◆ Activity 1
How would you put this sentence from the article on Stephen Kenny and Ireland into French: "Ireland head to Cardiff on Sunday fresh off the back of a 3-0 defeat to England at Wembley."?
◆ Activity 2
Write out the stretch of the article on Stephen Kenny and Ireland from "The testing times" through "disappointing international displays.".
◆ Activity 3
According to the article on Stephen Kenny and Ireland, which player tested positive for coronavirus?

◆ Excerpt to read
====

Stephen Kenny and Ireland in need of some good news

Beleaguered Republic take on Wales in Cardiff on Sunday desperate for three points

Ireland head to Cardiff on Sunday fresh off the back of a 3-0 defeat to England at Wembley. Photograph: Tommy Dickson/Inpho

Ireland head to Cardiff on Sunday fresh off the back of a 3-0 defeat to England at Wembley. Photograph: Tommy Dickson/Inpho

 

Uefa Nations League: Wales v Ireland, Sunday November 15th, Cardiff City Stadium (kick-off 5pm, Sky Sports Football)

The testing times continue for Stephen Kenny and his Ireland players who head to Cardiff over the weekend looking to steady themselves after another setback. Alan Browne’s positive result for coronavirus is just the latest in what seems like a very long list of negatives for a group who currently resemble a jungle expedition in some old B movie, whose members are being unexpectedly pulled one by one into the undergrowth as their leader does his best to steady nerves and urge his men forward.

There was a weariness about the post match analysis in Wembley where Matt Doherty spoke about starting to feel embarrassed when leaving the pitch after disappointing international displays.

Kenny insisted that he was not concerned by the defender’s confession, suggesting that the real surprise would be if a player of his quality felt any other way. Privately, however, he will not be the first manager to wish that Doherty had not been drawn by a press engagement into mulling things over in public.

====

◆ Supplied material
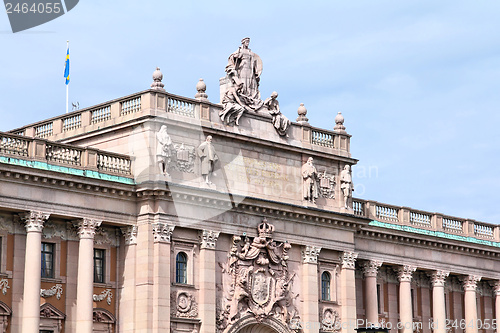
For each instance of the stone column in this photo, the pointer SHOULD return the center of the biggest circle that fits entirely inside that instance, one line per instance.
(370, 270)
(127, 293)
(309, 286)
(438, 303)
(497, 304)
(348, 291)
(207, 304)
(405, 310)
(470, 285)
(85, 285)
(32, 270)
(161, 277)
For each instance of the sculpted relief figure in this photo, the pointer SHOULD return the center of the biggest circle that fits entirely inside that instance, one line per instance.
(310, 178)
(346, 185)
(280, 122)
(208, 157)
(164, 150)
(257, 281)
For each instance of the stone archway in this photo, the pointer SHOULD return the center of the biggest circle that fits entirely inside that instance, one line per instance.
(249, 324)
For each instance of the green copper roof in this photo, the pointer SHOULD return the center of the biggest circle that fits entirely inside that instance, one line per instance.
(439, 234)
(67, 170)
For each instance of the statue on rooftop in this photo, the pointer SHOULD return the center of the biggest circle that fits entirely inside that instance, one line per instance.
(310, 185)
(208, 157)
(346, 184)
(164, 150)
(280, 122)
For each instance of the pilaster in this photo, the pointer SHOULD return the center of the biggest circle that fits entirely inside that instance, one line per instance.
(85, 284)
(310, 314)
(207, 304)
(33, 222)
(348, 291)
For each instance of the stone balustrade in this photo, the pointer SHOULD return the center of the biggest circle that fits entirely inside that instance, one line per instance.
(153, 102)
(425, 220)
(36, 149)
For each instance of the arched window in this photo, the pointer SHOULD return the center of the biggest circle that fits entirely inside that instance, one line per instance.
(181, 268)
(325, 286)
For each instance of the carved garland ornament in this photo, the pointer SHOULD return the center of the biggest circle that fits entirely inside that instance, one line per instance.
(256, 280)
(54, 291)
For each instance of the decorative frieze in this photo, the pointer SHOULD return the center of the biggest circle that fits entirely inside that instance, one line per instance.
(470, 282)
(405, 273)
(162, 232)
(348, 260)
(34, 220)
(370, 268)
(56, 290)
(438, 278)
(208, 239)
(87, 227)
(104, 295)
(310, 254)
(4, 285)
(130, 234)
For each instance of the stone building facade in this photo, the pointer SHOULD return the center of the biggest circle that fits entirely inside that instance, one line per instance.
(106, 225)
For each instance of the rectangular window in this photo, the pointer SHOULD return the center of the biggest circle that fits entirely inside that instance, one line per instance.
(47, 260)
(99, 265)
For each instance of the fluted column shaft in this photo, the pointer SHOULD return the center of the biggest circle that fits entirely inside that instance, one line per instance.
(310, 296)
(470, 285)
(405, 274)
(207, 304)
(438, 303)
(85, 282)
(32, 270)
(370, 270)
(348, 291)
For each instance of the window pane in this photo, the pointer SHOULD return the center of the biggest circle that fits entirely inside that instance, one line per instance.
(181, 268)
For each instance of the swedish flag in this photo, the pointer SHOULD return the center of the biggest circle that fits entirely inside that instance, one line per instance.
(66, 69)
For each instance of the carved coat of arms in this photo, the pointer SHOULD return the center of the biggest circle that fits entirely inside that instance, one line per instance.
(256, 280)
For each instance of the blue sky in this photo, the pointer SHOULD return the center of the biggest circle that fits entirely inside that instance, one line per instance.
(418, 82)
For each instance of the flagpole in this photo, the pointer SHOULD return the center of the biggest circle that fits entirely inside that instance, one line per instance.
(67, 86)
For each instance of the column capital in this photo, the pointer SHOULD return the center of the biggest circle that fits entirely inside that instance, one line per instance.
(208, 239)
(34, 220)
(162, 232)
(405, 273)
(310, 254)
(130, 234)
(438, 278)
(470, 282)
(86, 227)
(370, 268)
(348, 259)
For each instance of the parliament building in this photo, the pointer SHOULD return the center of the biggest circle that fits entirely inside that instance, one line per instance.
(160, 213)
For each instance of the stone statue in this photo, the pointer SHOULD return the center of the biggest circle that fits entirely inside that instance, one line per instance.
(245, 67)
(310, 185)
(164, 150)
(280, 122)
(243, 70)
(346, 184)
(233, 106)
(208, 156)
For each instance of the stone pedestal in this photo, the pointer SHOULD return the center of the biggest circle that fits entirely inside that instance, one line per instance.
(85, 284)
(31, 296)
(309, 286)
(405, 274)
(348, 291)
(207, 304)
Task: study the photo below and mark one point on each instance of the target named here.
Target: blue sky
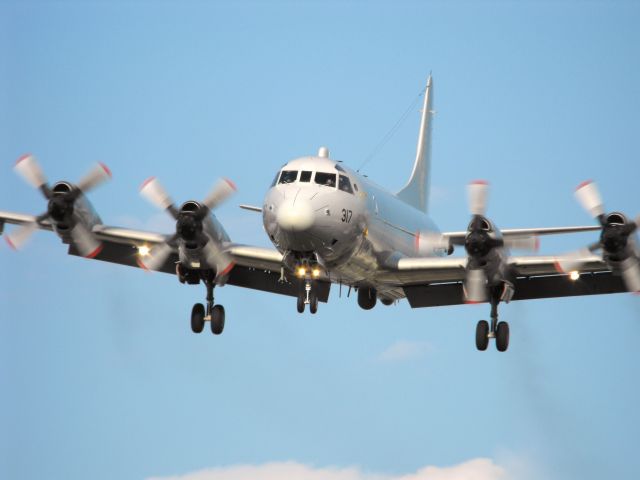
(99, 372)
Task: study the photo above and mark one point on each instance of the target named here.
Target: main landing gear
(497, 330)
(213, 313)
(307, 296)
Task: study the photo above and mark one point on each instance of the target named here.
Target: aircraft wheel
(367, 298)
(300, 304)
(197, 318)
(217, 319)
(502, 336)
(482, 335)
(313, 302)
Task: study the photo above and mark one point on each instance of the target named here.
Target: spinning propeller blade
(19, 237)
(589, 197)
(28, 168)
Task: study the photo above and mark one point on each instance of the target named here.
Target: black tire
(482, 335)
(313, 302)
(217, 319)
(197, 318)
(367, 298)
(502, 336)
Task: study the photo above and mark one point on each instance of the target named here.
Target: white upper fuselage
(319, 211)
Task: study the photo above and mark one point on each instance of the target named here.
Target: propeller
(616, 239)
(479, 242)
(60, 208)
(189, 226)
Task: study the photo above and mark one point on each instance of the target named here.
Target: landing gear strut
(307, 296)
(213, 313)
(498, 330)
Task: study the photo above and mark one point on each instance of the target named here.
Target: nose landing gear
(213, 313)
(307, 296)
(498, 330)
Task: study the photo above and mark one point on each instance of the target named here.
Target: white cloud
(404, 350)
(475, 469)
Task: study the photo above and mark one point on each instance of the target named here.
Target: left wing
(430, 282)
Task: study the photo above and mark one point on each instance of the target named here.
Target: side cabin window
(327, 179)
(305, 176)
(344, 184)
(288, 176)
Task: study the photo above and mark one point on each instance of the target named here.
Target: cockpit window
(288, 176)
(275, 180)
(344, 184)
(328, 179)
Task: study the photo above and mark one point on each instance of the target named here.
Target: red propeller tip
(231, 184)
(95, 253)
(106, 169)
(147, 182)
(584, 184)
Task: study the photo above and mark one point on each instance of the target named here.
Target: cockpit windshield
(344, 184)
(327, 179)
(288, 176)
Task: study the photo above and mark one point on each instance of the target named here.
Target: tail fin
(416, 191)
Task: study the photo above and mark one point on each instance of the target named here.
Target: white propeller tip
(231, 183)
(10, 243)
(584, 184)
(106, 169)
(24, 157)
(142, 265)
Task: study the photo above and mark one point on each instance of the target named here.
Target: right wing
(255, 267)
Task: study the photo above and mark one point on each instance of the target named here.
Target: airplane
(331, 225)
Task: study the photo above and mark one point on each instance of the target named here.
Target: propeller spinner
(62, 212)
(190, 231)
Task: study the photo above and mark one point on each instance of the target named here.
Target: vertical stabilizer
(416, 191)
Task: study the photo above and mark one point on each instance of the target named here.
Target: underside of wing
(458, 237)
(431, 282)
(256, 268)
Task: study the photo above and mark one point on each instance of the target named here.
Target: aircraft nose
(295, 216)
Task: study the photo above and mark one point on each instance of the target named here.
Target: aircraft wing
(458, 237)
(431, 282)
(255, 267)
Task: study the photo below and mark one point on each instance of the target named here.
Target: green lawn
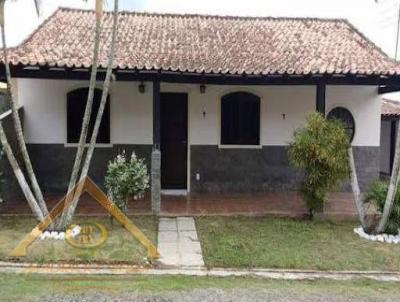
(29, 287)
(289, 243)
(120, 246)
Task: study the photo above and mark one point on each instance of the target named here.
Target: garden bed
(289, 243)
(120, 246)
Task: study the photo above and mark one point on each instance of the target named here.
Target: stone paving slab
(186, 224)
(178, 243)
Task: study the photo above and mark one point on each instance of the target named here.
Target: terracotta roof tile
(390, 108)
(210, 44)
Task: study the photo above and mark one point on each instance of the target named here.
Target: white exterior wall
(365, 105)
(44, 104)
(45, 111)
(385, 146)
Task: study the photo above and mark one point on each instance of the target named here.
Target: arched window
(344, 116)
(76, 104)
(240, 119)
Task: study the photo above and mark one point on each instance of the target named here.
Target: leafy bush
(376, 193)
(126, 178)
(320, 149)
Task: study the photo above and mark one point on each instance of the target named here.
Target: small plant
(320, 150)
(126, 178)
(376, 193)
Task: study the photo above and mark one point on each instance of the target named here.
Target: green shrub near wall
(320, 149)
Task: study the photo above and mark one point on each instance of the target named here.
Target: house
(219, 96)
(390, 113)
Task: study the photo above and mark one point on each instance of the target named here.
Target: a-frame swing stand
(86, 185)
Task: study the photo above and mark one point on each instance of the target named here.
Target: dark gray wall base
(221, 170)
(53, 164)
(259, 170)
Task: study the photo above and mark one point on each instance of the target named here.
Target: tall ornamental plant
(34, 197)
(69, 209)
(320, 150)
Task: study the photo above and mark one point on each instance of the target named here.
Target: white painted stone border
(384, 238)
(46, 235)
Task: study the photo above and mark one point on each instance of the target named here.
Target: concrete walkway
(178, 243)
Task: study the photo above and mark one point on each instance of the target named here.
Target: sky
(377, 19)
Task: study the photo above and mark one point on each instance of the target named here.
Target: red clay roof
(390, 108)
(209, 44)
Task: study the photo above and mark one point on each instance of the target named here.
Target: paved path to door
(178, 243)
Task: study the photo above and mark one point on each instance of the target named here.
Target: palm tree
(393, 183)
(70, 208)
(394, 178)
(16, 119)
(356, 189)
(37, 211)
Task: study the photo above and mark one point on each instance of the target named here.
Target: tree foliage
(126, 178)
(320, 150)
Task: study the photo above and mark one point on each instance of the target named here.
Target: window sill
(240, 146)
(73, 145)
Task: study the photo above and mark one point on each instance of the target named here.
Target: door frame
(166, 89)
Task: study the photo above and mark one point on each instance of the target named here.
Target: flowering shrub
(126, 178)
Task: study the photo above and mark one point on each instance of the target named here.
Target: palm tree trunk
(17, 120)
(394, 181)
(37, 211)
(99, 116)
(356, 189)
(86, 119)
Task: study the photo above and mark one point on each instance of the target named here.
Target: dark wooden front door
(174, 140)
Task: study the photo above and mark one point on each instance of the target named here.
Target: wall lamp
(202, 88)
(142, 87)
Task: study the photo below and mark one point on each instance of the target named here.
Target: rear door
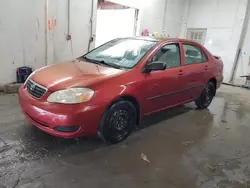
(162, 86)
(195, 65)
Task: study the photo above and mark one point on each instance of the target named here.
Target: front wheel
(206, 96)
(117, 122)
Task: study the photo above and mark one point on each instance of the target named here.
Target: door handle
(180, 72)
(206, 67)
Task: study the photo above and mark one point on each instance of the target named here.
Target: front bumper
(47, 116)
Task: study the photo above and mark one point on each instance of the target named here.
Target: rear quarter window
(194, 54)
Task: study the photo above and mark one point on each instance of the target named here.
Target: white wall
(22, 36)
(114, 23)
(223, 20)
(174, 16)
(152, 15)
(60, 49)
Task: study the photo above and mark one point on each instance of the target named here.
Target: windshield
(123, 53)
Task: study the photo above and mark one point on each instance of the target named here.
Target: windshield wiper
(88, 59)
(109, 64)
(102, 62)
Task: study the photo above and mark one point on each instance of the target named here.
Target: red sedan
(108, 90)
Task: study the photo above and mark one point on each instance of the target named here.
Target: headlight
(71, 96)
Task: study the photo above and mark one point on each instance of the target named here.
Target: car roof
(161, 39)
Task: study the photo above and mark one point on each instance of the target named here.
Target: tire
(206, 96)
(117, 122)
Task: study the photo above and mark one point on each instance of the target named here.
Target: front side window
(123, 53)
(169, 54)
(193, 54)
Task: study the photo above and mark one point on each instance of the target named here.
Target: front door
(193, 79)
(162, 86)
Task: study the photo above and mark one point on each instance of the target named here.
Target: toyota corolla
(108, 90)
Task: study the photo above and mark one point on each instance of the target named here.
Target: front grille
(35, 89)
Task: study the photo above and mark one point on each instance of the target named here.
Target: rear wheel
(117, 122)
(206, 96)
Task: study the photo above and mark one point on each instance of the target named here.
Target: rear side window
(193, 54)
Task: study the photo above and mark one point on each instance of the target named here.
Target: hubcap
(208, 96)
(120, 120)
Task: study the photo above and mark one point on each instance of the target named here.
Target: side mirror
(156, 66)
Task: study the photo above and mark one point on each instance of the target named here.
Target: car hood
(73, 74)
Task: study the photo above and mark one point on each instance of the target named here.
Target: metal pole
(46, 31)
(241, 42)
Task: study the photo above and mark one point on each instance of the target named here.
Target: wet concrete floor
(179, 148)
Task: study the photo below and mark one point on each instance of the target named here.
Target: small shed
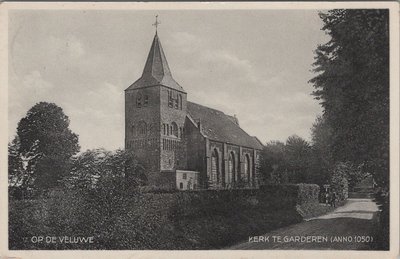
(187, 180)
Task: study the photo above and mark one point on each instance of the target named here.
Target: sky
(252, 63)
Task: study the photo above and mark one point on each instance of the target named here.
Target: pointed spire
(156, 70)
(156, 64)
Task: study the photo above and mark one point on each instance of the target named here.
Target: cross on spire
(156, 23)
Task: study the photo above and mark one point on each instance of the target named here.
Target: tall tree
(321, 163)
(46, 144)
(353, 86)
(297, 153)
(273, 164)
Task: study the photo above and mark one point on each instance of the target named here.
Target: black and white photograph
(208, 126)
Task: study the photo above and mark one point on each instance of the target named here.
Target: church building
(184, 144)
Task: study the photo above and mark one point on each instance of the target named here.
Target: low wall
(208, 219)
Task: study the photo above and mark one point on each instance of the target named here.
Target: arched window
(246, 168)
(139, 100)
(133, 130)
(174, 129)
(180, 101)
(231, 167)
(214, 168)
(142, 128)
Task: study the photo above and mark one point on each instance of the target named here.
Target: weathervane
(156, 23)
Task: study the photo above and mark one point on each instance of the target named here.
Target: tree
(297, 153)
(46, 145)
(321, 162)
(273, 164)
(353, 86)
(110, 171)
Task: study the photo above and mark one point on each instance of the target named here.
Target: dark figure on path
(333, 199)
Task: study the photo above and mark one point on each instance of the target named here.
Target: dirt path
(342, 229)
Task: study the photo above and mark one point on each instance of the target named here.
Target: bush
(166, 219)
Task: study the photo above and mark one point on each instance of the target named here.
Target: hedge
(167, 219)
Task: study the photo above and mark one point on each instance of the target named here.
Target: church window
(170, 104)
(214, 167)
(180, 101)
(231, 167)
(176, 104)
(142, 128)
(139, 100)
(133, 130)
(174, 129)
(246, 176)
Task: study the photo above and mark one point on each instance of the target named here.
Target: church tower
(155, 112)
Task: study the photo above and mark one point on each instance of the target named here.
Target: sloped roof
(156, 70)
(218, 126)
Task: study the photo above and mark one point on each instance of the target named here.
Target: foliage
(297, 152)
(286, 162)
(353, 86)
(321, 162)
(272, 162)
(339, 182)
(170, 220)
(40, 153)
(108, 172)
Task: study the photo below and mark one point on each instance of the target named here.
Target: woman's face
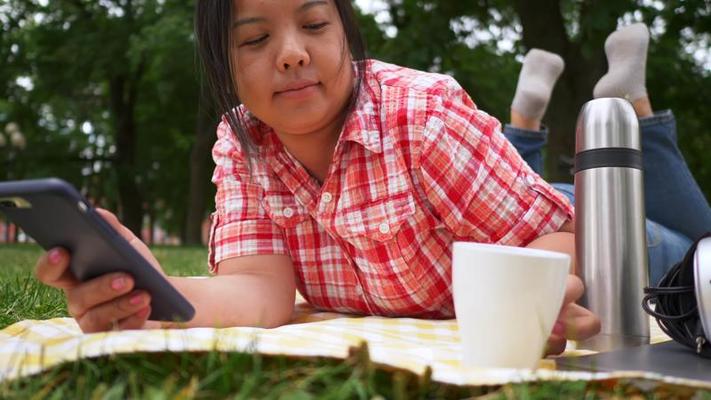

====

◆ Your solution 1
L'Irlande se rend à Cardiff dimanche, tout juste après une défaite 3-0 contre l'Angleterre à Wembley.

◆ Your solution 2
The testing times continue for Stephen Kenny and his Ireland players who head to Cardiff over the weekend looking to steady themselves after another setback. Alan Browne’s positive result for coronavirus is just the latest in what seems like a very long list of negatives for a group who currently resemble a jungle expedition in some old B movie, whose members are being unexpectedly pulled one by one into the undergrowth as their leader does his best to steady nerves and urge his men forward.

There was a weariness about the post match analysis in Wembley where Matt Doherty spoke about starting to feel embarrassed when leaving the pitch after disappointing international displays.

◆ Your solution 3
Alan Browne.